--- Data provided ---
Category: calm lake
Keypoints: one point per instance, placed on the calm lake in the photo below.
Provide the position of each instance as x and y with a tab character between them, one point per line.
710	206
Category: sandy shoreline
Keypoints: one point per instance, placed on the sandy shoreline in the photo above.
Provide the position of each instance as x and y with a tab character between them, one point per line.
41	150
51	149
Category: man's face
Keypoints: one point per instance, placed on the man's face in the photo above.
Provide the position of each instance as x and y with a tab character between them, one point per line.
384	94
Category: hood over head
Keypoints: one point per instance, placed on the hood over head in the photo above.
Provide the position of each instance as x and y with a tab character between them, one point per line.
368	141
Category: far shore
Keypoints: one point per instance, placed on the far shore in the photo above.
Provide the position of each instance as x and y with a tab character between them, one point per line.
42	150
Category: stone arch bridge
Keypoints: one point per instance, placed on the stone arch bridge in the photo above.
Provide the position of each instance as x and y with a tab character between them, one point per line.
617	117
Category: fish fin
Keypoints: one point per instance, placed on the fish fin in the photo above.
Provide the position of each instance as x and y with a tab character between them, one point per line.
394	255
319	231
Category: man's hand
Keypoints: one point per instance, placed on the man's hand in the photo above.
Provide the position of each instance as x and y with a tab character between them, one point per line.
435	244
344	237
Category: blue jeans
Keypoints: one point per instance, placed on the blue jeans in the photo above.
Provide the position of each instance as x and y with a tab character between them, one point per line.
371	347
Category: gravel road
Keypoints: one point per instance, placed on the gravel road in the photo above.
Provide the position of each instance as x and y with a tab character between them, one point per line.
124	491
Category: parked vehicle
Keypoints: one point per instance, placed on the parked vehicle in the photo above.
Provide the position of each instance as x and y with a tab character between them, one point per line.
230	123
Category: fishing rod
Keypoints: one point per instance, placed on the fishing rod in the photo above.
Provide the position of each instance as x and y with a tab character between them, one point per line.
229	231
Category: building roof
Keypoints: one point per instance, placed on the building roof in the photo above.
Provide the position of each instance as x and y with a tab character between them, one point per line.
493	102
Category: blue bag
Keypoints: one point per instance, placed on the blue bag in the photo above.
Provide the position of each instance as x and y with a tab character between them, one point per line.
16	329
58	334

--- To be done ---
Return, unchanged, the stretch from the line containing "Category: fishing rod" through the last line of the rows.

--- In response ---
Category: fishing rod
Keypoints: one point per instance, placed on the fishing rod in the photo above.
Provide the position of each instance as x and y with a tab character between them, one point per line.
229	231
Category: building roof
Keypoints: one point per instance, placed on the building roof in the photo above.
Provide the position of each instance as x and y with a tab character between them, one point per line.
493	102
Category: blue bag
Keypoints: one point per instance, placed on the blue bag in the photo above.
Provide the position of each instance as x and y with a tab character between them, one point per line.
16	329
58	334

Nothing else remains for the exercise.